### 目的
離婚と親の責任を論じた文章を、最後の文の後から続けて書いてください。

### 文書本文
===============

遺伝子売買が普通に行われ、性行為が生殖と関係のない社会が到来するのはかなり先の話でしょうが、現在の人工授精による出産の場合でも、精子提供者は匿名化していて何ら親の責任を負わないことは、当然の前提になっています。
このことは、今でも遺伝子の継承・連続と親の責任とは関係がないことを、例外的な場合に限定しているとは言え社会が承認していることになります。
November 5, 2010「再婚7と養育費支払1」前後で、児童手当の受給権との関係で妻が再婚したら再婚相手が連れ子の生活費を負担すべきだと書いていたことがありますが、血のつながりを基礎にするのは間違いです。

破綻主義2

私が弁護士になったころから、既に経験的感想では女性からの離婚請求(・・離婚自体に争いがなく慰藉料や財産分与の金銭的要求)が圧倒的多数でした。
(ただし、最近は親権の争いやローン負担・養育料請求が中心になっています)
逆に男からの離婚請求は何となく認められない風潮があったのです。
破綻主義の判例と言っても男から理由もなしに離婚請求してもちょっと認められにくい・・それなりの手切れ金の提案がないと無理な感じでした。

===============

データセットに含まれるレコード
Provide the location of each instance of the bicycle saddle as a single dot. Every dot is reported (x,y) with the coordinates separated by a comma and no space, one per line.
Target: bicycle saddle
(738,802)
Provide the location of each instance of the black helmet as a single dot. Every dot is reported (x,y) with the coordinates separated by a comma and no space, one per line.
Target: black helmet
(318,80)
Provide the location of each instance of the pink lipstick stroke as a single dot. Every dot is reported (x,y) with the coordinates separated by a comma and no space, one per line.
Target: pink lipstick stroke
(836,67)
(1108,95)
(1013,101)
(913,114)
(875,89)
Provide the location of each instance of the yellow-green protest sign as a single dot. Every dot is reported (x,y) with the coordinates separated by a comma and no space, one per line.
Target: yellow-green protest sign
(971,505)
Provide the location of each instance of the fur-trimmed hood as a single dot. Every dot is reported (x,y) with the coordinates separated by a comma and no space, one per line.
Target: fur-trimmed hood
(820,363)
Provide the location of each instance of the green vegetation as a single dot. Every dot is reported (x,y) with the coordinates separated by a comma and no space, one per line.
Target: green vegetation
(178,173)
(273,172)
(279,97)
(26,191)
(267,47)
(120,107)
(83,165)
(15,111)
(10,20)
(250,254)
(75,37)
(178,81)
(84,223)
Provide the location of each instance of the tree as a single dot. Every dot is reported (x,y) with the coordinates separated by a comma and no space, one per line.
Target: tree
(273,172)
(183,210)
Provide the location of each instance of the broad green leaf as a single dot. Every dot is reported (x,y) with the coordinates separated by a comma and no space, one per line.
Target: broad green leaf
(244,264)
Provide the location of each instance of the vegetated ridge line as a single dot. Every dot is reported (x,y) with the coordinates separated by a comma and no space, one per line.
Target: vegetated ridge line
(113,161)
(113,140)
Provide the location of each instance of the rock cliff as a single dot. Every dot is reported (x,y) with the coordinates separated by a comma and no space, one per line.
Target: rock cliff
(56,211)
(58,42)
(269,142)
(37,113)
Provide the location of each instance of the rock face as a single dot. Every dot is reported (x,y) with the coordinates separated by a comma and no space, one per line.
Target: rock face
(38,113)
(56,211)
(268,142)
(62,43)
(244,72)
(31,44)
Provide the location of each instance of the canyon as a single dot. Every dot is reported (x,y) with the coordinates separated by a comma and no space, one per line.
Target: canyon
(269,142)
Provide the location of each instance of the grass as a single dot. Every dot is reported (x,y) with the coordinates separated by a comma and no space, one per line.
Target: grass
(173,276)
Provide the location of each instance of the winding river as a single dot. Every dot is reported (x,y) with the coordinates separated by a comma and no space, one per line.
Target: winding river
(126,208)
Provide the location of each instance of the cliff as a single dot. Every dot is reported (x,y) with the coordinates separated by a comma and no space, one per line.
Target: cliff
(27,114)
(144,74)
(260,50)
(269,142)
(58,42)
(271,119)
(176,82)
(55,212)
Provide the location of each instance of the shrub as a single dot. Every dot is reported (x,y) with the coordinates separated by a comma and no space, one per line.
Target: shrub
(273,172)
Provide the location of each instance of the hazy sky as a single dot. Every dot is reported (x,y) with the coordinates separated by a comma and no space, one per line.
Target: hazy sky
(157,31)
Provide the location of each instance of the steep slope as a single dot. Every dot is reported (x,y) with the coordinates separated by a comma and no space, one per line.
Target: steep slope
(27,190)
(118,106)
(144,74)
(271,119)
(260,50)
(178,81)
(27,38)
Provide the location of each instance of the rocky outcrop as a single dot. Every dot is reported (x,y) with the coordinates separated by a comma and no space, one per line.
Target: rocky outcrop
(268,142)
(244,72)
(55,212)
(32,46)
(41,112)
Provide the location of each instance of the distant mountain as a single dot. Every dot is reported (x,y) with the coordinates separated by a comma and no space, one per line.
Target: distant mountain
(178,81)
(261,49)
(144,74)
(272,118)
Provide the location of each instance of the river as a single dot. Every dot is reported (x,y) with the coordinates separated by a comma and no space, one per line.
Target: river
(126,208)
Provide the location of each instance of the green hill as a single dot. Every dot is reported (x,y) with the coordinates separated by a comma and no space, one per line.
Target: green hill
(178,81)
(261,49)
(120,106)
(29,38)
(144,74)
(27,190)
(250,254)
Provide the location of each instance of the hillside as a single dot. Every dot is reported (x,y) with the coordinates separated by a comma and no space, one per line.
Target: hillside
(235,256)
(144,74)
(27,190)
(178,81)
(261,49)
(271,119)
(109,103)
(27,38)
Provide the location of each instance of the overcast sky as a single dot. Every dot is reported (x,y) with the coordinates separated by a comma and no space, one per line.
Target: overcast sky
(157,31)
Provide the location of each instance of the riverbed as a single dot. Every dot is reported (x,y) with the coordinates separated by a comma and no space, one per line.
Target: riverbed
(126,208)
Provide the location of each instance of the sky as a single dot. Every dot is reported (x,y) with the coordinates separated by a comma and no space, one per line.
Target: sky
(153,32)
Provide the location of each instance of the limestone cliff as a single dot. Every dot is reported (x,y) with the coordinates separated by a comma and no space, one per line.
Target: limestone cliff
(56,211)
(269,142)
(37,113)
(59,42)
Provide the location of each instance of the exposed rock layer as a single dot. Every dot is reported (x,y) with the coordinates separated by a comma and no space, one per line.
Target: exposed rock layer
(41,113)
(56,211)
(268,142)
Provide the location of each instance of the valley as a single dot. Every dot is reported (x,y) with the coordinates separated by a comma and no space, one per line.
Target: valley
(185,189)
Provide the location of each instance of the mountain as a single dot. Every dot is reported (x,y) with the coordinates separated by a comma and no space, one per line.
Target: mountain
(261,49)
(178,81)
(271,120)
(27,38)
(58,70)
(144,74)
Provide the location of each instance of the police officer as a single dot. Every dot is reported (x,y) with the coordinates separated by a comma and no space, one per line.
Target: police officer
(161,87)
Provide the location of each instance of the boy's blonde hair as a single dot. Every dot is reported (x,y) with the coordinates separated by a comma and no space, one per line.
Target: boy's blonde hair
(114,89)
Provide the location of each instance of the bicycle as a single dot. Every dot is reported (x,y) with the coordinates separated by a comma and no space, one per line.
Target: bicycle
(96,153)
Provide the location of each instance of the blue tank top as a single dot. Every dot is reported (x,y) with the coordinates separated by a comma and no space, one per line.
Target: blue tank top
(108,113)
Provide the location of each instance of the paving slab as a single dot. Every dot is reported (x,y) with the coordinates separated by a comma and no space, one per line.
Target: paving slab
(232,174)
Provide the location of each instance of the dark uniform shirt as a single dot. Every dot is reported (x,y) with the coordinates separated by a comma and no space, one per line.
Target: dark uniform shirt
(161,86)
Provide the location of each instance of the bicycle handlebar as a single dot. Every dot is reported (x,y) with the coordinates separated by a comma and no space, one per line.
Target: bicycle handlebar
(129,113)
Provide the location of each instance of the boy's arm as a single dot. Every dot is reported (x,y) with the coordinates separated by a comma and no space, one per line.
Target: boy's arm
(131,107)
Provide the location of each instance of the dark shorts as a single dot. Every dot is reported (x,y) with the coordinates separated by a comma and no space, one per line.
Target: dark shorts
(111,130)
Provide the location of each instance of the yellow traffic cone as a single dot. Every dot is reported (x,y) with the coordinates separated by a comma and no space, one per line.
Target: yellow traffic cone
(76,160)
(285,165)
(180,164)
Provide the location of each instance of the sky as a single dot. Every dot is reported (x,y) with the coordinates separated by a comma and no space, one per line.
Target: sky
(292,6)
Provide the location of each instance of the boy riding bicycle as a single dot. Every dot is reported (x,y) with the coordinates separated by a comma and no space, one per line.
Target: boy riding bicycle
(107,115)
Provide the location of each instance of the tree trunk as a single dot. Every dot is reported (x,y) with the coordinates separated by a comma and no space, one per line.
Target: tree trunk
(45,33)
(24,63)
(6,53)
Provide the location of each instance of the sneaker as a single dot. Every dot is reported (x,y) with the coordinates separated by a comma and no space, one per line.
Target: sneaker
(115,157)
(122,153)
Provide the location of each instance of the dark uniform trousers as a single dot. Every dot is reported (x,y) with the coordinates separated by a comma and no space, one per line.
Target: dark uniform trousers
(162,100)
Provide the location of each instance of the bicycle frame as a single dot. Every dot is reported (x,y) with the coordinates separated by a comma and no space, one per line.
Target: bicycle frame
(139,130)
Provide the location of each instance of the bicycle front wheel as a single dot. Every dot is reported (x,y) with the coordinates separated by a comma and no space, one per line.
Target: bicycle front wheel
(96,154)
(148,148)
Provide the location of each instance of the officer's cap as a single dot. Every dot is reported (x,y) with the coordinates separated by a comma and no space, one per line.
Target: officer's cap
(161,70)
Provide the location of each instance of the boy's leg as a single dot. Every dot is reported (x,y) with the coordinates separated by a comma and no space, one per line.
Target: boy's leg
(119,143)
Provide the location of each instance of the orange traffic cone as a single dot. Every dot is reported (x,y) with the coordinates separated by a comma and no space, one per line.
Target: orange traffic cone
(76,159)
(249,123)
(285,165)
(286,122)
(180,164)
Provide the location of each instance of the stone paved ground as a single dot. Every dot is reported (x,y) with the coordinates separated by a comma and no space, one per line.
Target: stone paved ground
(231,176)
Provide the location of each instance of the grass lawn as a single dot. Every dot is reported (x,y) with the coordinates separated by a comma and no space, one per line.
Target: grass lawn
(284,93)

===============

### 演習の回答
職の不安定な男・・日雇い系現場労務者の場合は家に帰らない実力行使で直ぐに離婚になっていましたが、公務員等職の安定している男性の場合には、妻に不貞行為がない限り男性からの離婚請求は認められないので、別居して生活費だけ送っている事実上の離婚状態が多くなっていたのです。
借地や借家人の方から出て行ったり労働者がやめるのは勝手(法的には契約違反ですがほとんど誰もこれをとがめません)ですが、地主や大家から出てくれと言ったり、解雇するには厳しい制限があるのと同じです。
社会保障の充実やダブルインカムの時代が来ると、母子あるいは女性の経済力向上の裏付けがあって、制限的運用よりは「破綻しているなら仕方ないでしょう」とする判決が増えて来たのは当然です。
こうなってくると、男性側からでも破綻したと言う理由だけで離婚請求が認められる時代になってくるでしょう。
そうこうする内に有責配偶者からの離婚請求でも、別居期間その他相応の生活保障がされている場合には認められる最高裁の判例が出ました。
下記の判例では、ものすごい長期別居事件でしたが、(35年くらいだったかな?)その後の判例の集積で、現在では期間だけで見れば(未成熟児がいるか否かなどのその他の要因を除けば)7〜8年くらいが相場でしょうか?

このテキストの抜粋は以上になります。